▶ _Work to complete_:
All lines from the one with "Question. The photo above holds the gabled" through the final line of the records below must be written out exactly, with no other text.

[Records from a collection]

------------

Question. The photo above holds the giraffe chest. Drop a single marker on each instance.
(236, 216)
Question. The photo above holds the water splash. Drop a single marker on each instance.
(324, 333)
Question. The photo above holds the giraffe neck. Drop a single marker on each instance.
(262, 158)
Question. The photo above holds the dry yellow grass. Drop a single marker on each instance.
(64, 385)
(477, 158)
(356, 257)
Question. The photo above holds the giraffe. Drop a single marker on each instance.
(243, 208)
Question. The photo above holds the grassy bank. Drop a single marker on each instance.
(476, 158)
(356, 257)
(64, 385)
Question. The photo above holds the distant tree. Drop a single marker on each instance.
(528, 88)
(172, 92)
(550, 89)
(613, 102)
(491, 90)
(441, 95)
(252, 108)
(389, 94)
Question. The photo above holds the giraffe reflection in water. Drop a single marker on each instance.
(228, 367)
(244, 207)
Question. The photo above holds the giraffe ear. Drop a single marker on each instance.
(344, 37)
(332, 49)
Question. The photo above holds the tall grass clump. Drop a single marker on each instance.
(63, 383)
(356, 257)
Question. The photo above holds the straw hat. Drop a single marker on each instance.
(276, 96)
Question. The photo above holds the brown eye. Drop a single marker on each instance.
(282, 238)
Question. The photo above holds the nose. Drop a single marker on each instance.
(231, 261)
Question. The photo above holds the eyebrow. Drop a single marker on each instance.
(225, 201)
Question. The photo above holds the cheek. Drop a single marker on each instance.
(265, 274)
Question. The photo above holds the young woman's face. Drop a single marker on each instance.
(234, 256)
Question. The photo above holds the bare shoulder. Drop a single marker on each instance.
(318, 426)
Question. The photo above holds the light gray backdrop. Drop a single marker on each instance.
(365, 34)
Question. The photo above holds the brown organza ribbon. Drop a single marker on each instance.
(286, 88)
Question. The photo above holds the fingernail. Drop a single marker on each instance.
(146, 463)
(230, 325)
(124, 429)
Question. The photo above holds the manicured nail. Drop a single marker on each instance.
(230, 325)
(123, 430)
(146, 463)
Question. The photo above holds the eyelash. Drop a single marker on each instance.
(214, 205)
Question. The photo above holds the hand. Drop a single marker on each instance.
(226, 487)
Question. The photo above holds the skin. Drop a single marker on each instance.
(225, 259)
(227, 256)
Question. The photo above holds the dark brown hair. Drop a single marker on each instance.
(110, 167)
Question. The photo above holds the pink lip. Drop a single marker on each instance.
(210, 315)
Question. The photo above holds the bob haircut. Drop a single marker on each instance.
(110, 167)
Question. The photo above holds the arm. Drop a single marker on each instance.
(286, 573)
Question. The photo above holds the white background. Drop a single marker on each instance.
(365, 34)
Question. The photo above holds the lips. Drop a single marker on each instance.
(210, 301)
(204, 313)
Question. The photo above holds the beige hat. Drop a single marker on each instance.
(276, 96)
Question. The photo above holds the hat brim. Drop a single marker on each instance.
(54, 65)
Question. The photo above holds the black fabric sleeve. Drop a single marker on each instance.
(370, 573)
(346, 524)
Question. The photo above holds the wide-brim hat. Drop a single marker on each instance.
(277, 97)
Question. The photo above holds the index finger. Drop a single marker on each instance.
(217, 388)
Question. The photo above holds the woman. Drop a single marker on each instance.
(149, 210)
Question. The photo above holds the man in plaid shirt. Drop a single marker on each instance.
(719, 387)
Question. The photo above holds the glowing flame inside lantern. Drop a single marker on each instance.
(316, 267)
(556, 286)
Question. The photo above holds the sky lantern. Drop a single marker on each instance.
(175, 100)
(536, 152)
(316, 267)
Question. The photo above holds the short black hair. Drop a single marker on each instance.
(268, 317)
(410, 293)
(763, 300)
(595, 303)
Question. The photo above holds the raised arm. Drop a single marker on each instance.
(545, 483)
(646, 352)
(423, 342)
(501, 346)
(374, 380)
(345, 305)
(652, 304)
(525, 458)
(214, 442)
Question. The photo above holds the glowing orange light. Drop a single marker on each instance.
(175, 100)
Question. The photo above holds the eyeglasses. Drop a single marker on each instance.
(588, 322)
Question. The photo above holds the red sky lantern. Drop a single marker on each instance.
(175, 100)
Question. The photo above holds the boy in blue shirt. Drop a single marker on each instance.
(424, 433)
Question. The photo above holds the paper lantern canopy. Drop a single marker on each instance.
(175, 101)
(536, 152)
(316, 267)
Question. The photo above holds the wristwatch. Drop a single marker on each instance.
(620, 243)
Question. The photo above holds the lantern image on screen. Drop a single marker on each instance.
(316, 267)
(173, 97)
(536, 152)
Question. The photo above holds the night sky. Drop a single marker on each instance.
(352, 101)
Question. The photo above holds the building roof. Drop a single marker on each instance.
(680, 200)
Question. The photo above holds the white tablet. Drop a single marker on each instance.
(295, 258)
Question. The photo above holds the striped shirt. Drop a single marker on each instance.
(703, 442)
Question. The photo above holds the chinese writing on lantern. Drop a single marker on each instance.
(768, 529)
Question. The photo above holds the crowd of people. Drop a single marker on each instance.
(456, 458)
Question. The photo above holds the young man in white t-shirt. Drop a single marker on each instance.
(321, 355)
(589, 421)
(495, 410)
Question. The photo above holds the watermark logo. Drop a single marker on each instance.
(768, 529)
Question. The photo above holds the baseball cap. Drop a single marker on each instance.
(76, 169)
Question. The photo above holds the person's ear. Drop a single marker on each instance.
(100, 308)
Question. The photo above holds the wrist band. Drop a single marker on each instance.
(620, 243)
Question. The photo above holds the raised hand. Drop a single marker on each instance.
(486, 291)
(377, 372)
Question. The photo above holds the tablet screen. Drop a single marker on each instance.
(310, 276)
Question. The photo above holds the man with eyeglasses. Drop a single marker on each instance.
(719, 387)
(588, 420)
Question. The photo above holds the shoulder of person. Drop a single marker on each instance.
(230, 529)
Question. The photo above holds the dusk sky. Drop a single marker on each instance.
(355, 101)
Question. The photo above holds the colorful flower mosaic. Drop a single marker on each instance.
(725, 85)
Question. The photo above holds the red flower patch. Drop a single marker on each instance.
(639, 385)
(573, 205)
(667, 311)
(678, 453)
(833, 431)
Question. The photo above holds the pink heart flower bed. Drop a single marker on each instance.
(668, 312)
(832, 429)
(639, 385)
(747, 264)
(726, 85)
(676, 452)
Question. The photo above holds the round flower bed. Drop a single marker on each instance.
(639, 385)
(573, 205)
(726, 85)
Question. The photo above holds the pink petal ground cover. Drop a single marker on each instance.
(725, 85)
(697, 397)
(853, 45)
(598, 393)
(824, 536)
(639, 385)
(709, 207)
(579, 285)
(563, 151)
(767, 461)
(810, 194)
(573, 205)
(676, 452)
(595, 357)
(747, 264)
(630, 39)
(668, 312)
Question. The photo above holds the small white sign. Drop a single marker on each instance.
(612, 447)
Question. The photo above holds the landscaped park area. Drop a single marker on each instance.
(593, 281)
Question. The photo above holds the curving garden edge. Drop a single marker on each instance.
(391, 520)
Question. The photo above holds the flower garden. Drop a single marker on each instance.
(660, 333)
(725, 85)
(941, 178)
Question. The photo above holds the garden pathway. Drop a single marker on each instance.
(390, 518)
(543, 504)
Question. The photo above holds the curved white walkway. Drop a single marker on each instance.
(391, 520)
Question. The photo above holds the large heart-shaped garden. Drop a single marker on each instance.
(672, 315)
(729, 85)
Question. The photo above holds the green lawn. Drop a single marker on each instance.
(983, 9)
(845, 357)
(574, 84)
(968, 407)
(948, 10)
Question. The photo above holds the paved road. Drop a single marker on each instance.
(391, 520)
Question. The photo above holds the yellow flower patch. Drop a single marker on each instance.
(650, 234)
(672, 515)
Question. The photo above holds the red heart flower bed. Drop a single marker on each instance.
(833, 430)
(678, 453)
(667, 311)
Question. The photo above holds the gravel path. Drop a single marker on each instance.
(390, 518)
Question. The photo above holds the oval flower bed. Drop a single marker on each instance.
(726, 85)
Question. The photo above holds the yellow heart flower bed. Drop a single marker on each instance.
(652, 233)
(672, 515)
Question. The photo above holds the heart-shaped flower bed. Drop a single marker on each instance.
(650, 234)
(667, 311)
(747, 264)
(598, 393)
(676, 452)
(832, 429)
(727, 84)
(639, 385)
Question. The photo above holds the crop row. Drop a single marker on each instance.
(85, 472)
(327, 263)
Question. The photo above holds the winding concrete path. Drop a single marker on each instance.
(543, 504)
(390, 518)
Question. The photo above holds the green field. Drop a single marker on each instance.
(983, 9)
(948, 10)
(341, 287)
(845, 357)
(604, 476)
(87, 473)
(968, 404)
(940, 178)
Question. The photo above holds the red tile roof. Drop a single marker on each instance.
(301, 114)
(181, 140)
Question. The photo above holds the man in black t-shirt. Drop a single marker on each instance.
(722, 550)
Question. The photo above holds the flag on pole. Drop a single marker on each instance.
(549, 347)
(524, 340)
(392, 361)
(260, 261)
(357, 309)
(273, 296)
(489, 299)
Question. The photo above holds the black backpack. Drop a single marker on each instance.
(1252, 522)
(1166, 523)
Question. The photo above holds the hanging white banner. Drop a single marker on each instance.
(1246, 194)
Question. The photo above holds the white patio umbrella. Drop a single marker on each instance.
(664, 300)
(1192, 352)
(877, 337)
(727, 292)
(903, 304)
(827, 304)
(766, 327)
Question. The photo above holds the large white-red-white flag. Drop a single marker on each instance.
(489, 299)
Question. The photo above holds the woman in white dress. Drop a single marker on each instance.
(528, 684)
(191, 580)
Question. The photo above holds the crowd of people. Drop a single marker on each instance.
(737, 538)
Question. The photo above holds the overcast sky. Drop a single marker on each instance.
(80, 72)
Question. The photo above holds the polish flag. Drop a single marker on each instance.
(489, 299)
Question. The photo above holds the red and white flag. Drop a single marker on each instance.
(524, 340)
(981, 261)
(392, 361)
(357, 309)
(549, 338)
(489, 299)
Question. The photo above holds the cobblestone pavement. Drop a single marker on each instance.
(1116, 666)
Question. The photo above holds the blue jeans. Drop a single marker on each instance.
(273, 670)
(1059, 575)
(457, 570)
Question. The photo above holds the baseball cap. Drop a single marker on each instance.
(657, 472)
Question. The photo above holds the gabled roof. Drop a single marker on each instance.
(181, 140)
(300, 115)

------------

▶ _Result below_:
Question. The photo above holds the gabled roof. Drop a single marker on each instance.
(181, 140)
(300, 115)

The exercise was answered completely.